*GIVEN EXERCISE*
Rewrite the listing below, replacing "blue sky" with "clear sky" and keeping every other part unchanged. Leave the pictures out of your answer.

*Records from a data collection*
(begin)
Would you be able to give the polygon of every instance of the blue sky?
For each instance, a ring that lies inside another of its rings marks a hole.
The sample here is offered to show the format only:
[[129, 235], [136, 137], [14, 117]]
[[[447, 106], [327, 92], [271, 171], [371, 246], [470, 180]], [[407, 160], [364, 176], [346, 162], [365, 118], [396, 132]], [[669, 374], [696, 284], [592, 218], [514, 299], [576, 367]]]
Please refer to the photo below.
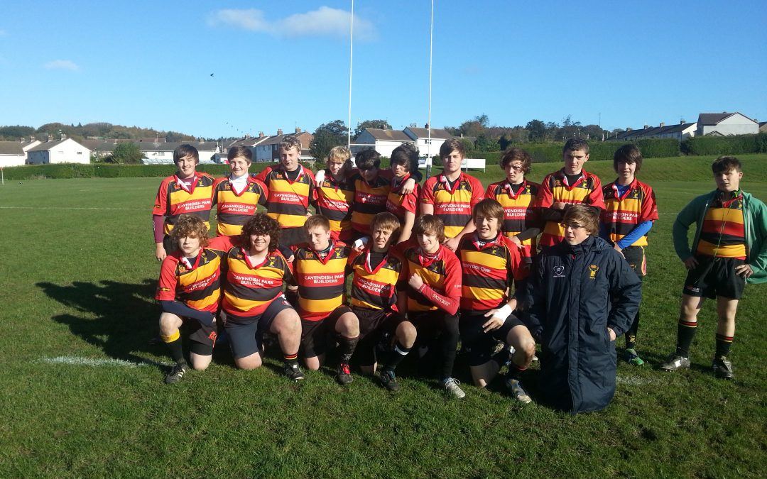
(end)
*SOLVED EXERCISE*
Would you be able to give the polygon of every instance of the clear sky?
For each instance, a ring that lies inside another of its rings marks a hole.
The sample here is offered to show the format only:
[[129, 235], [136, 137], [14, 117]]
[[[447, 106], [327, 92], [271, 171], [371, 246], [470, 180]], [[407, 160], [364, 176], [346, 162], [365, 118], [396, 132]], [[669, 374], [696, 284], [592, 218], [514, 299], [576, 367]]]
Please refer to the photo below.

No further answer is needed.